ASSIGNED TASK -> Extend the post below on why evolution supports veganism, starting right after its final sentence, which ends "should increase."

EXCERPTED PASSAGE ->
——————
Why Evolution Demands Veganism

Image from https://www.livescience.com/474-controversy-evolution-works.html

As I mentioned in a recent post, religious beliefs — Christianity in particular — present a barrier to veganism. In other words, someone who is Christian — Jains notwithstanding — is less likely to go vegan than a person that adheres to another religious belief, or no religion at all, in part because the Bible provides justification for people to do whatever they like to plants and animals.

Another way in which religious dogma interferes with one’s ability to see the moral impetus for veganism is through the creationist account of the universe. Creationism typically holds that humans are entirely separate from animals, placed in an entirely different category. As a result of this essentialism, people afford ethical consideration to humans and deny it to animals.

Contrary to what many people believe — that evolution dictates that we should eat meat since it supposedly led us to evolve large brains and because our ancestors did it — it actually provides an extremely potent case for considering the interests of animals, and going vegan as a result. (Needless to say, evolution is true and creationism is not.)

Though we often forget, humans are animals, too. True, we have an ability to communicate using language not seen in other animals, and we’re quite a bit smarter than every last chimpanzee or dolphin. But we also have a sense of morality not seen in the animal kingdom. Instead of giving us license to do whatever we wish to nonhuman animals, this should prompt us to consider whether we’re harming them and to minimize that harm as much as we can.

To recognize that humans are animals is to open the door to comparison. Creationism proffers a flavor of Speciesism that dictates that animals have no interests whatsoever, whereas evolution places us on a scale.

I call it The Suffering Spectrum; it’s a currently-hypothetical guide to considering the interests of animals, and it looks something like this: plants on the far left, then insects, reptiles, fish, birds, small mammals, large mammals, primates, and finally humans. The Suffering Spectrum is an evolutionary guide to measuring a species’ ability to experience suffering. As you move to the right, the moral consideration afforded to a member of that species should increase.
——————
DATASET EXCERPTS ->
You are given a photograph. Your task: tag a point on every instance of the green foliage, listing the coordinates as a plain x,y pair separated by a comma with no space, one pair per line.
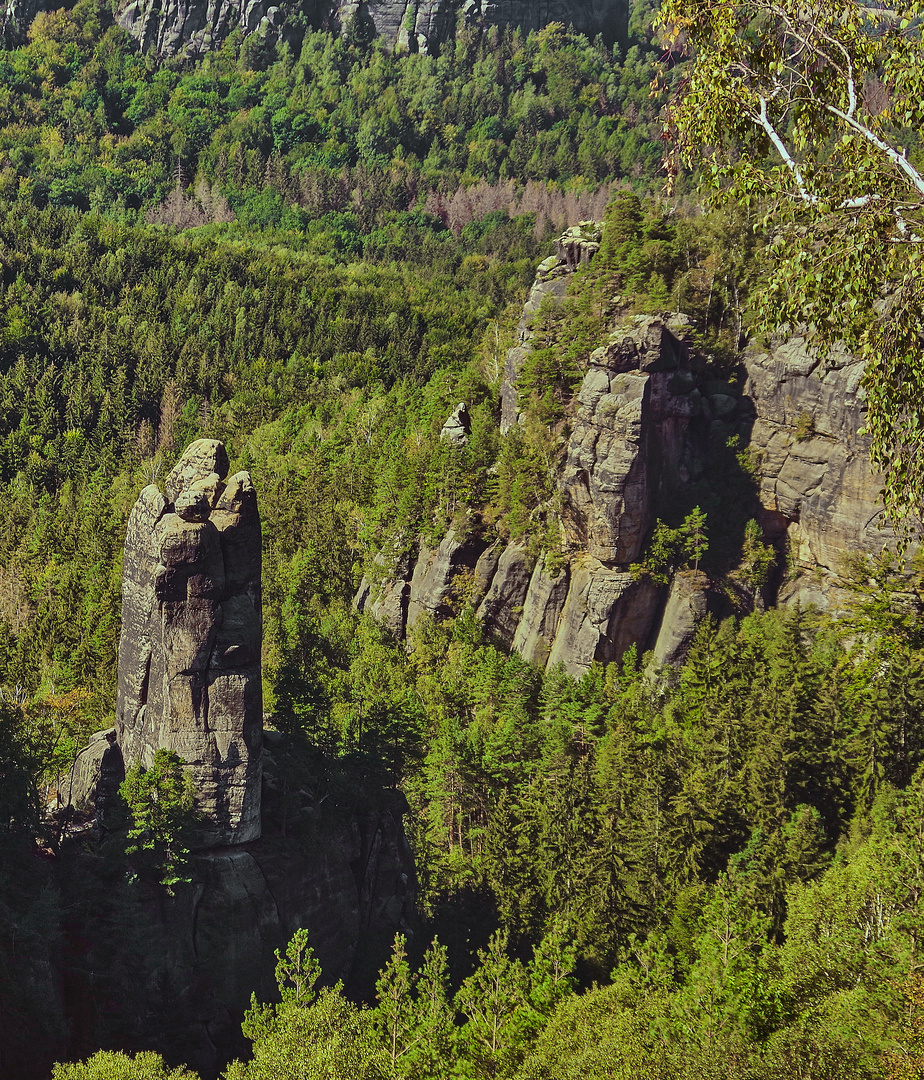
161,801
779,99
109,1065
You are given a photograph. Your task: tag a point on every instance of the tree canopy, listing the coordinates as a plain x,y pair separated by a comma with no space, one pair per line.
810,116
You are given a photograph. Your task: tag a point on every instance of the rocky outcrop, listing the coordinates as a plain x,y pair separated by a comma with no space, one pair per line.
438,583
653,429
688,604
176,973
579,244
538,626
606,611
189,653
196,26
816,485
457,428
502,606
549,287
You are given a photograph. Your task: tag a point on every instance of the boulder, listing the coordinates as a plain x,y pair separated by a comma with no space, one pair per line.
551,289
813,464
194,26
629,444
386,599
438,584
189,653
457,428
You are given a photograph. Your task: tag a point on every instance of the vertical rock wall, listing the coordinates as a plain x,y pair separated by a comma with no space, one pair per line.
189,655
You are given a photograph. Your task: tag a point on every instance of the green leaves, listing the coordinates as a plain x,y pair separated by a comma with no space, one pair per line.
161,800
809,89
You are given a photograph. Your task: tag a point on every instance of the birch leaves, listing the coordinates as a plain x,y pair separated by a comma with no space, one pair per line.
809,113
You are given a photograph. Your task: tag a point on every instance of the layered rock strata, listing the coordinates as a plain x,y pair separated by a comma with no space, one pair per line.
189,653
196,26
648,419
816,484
——————
REPLY ->
It’s based on simple neurobiology. Plants don’t have brains, so they can’t feel pain. Insects have brains, but their conscious experience is likely very limited. As we move from left to right, the brains become more complex, more capable of enduring experiences much like we are. On the far right end of the spectrum, nonhuman primates and human primates likely experience pain nearly identically, though humans may have the edge due to our seemingly unique capacity for psychological torment.

All of this is to say that accepting the reality of evolution allows us to see that humans and animals are not in entirely separate categories. If we care about the quality of life of the former, we should also be concerned about the interests of the latter.

Even if our concern for nonhumans is considerably less than that of fellow humans, it does not follow that we can justify harming and killing animals. Only with essentialist, categorical, zero-sum speciesist beliefs — those enabled by the false story of creation in the Bible — can one believe otherwise.

As a scientifically-valid counter to creationism, and a theory that acknowledges how much we have in common with nonhuman animals, acceptance of evolution is a facilitator to transitioning to a vegan lifestyle. And in fact, understanding that evolution is true ought to underscore the ethical imperative of making such a change.